━━━ Items

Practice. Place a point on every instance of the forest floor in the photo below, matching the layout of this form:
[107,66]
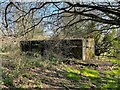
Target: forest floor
[25,71]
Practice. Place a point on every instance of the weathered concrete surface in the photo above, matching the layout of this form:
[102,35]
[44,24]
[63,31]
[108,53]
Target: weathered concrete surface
[76,48]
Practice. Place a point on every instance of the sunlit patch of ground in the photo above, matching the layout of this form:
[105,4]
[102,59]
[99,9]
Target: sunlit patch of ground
[21,71]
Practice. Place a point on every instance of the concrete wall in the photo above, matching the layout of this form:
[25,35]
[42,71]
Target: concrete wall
[72,48]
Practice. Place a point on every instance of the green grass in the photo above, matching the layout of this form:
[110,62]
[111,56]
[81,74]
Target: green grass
[24,71]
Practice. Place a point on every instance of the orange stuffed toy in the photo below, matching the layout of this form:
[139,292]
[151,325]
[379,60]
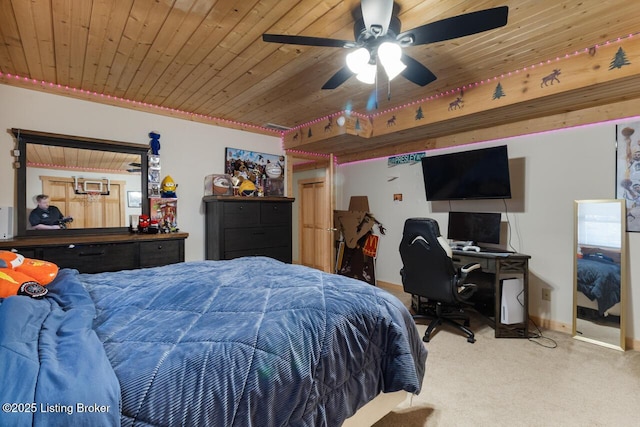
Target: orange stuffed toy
[24,276]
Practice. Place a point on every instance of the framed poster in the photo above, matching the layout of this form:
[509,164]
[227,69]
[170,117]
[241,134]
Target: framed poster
[134,199]
[248,164]
[628,171]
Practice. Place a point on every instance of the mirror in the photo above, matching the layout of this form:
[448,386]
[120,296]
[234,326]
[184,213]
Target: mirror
[600,272]
[99,183]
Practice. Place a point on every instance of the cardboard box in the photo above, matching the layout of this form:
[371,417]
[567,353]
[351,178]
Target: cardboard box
[218,185]
[165,210]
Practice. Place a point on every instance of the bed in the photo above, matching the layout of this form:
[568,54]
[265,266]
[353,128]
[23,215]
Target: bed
[598,282]
[251,341]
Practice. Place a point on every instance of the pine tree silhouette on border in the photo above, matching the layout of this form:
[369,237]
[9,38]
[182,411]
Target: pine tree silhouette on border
[619,60]
[499,92]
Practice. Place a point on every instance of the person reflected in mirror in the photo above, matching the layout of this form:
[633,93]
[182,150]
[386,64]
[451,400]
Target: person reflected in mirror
[46,216]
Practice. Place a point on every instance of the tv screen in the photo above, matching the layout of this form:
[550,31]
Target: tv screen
[473,174]
[474,227]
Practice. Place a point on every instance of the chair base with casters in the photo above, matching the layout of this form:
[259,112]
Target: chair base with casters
[446,315]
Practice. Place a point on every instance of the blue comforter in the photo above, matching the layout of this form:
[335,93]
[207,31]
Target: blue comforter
[53,369]
[599,279]
[251,341]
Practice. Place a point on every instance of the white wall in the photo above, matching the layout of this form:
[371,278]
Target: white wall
[189,150]
[559,167]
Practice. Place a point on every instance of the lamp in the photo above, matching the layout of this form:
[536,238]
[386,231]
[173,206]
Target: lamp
[358,62]
[390,54]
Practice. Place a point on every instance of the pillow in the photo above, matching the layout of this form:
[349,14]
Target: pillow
[24,276]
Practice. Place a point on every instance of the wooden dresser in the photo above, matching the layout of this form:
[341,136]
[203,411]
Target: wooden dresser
[105,252]
[248,226]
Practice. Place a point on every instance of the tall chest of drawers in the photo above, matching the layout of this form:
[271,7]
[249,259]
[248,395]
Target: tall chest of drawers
[248,226]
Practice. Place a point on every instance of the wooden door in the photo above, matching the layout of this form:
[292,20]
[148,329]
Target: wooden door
[315,221]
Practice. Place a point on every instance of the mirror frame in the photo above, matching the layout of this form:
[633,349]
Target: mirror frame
[623,274]
[24,137]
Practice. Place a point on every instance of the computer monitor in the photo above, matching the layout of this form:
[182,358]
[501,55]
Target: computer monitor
[476,227]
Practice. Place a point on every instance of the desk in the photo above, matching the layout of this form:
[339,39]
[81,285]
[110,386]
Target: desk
[496,267]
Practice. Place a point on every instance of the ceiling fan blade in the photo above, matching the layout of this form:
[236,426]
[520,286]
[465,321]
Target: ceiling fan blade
[377,14]
[338,78]
[456,26]
[416,72]
[306,41]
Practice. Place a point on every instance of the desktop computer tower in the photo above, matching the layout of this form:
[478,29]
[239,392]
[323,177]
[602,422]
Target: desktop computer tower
[512,310]
[6,222]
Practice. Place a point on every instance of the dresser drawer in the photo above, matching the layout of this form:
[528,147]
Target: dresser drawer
[281,253]
[241,214]
[258,237]
[162,252]
[275,213]
[93,258]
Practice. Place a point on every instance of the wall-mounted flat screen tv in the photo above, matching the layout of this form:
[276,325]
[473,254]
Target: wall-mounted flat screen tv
[473,174]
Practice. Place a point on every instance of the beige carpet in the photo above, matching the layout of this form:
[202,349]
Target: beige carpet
[517,382]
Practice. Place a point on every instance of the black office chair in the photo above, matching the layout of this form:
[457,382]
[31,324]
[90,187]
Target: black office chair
[428,272]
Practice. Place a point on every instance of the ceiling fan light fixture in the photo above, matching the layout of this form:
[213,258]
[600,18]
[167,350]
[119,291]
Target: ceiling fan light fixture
[358,60]
[390,55]
[367,74]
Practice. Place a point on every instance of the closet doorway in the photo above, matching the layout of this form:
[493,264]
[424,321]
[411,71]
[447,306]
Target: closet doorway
[315,218]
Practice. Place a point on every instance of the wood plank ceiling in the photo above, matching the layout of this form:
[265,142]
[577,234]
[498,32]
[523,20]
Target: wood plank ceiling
[207,57]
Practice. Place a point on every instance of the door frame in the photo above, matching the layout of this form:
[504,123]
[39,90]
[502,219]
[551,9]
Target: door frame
[299,162]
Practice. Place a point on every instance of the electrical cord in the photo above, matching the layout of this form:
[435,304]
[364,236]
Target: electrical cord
[545,342]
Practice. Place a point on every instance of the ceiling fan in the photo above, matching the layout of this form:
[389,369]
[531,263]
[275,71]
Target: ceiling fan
[378,37]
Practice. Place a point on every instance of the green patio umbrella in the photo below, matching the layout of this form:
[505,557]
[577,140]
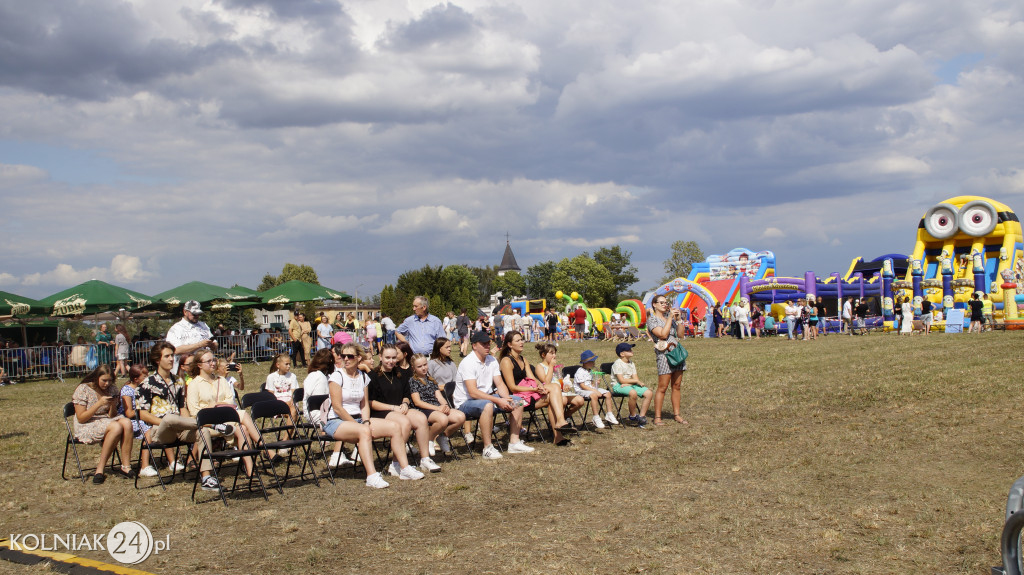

━━━━━━

Pick out every line of the listing above that contains the word "cardboard", and copy each one.

§ **The answer**:
Practice. Place a point on every instance of the cardboard box in the photo above, matching the layout of this form:
Target: cardboard box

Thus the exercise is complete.